● **Jobs**
1. Answer these questions using the announcement about the book club selection:
(a) Which numbered selection is The Right Stuff for One Book, One Chicago?
(b) Where did Thompson make her remarks?
(c) What award will Tom Wolfe be presented, and at what event?
2. Decide whether each statement agrees with the announcement about the book club selection. Answer yes or no, and quote the words from the announcement that settle it.
(a) The Right Stuff was first published in 1979.
(b) The Right Stuff won the National Book Critics Circle Award.
(c) Science Chicago is a month-long celebration.

● **Provided text**
################

Chicago Public Library Board of Directors President Jayne Carr Thompson announced today that The Right Stuff by Tom Wolfe will be the 15th selection for Chicago's citywide book club, One Book, One Chicago. The book, first published in 1979, tells the remarkable story of Project Mercury, the United States' first attempt to send a man into space, and the lives of the pilots at the center of the attention. The nonfiction account received the American Book Award that year and was a National Book Critics Circle Award finalist.

"As we commemorate the 50th anniversary of the creation of the NASA and the kickoff of Science Chicago, a year-long celebration of science, this book is a perfect choice to remind us how much can be achieved by those with the vision and the courage to take on a challenge such as literally 'shooting for the moon'," Thompson said in remarks at a press event at the Harold Washington Library Center. "We hope all Chicagoans will enjoy reading this compelling, yet human, account of the men who first ventured into space. We are excited to highlight Tom Wolfe's work of 'new journalism'" and proud to be presenting him with the Carl Sandburg Literary Award at the Chicago Public Library Foundation's dinner in October."

################

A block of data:
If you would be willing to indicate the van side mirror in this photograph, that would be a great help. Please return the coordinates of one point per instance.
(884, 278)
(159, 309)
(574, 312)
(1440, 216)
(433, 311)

################

● **Answers**
1.
(a) It is the 15th selection.
(b) At a press event at the Harold Washington Library Center.
(c) The Carl Sandburg Literary Award, at the Chicago Public Library Foundation's dinner in October.

2.
(a) Yes: "The book, first published in 1979"
(b) No: "was a National Book Critics Circle Award finalist"
(c) No: "a year-long celebration of science"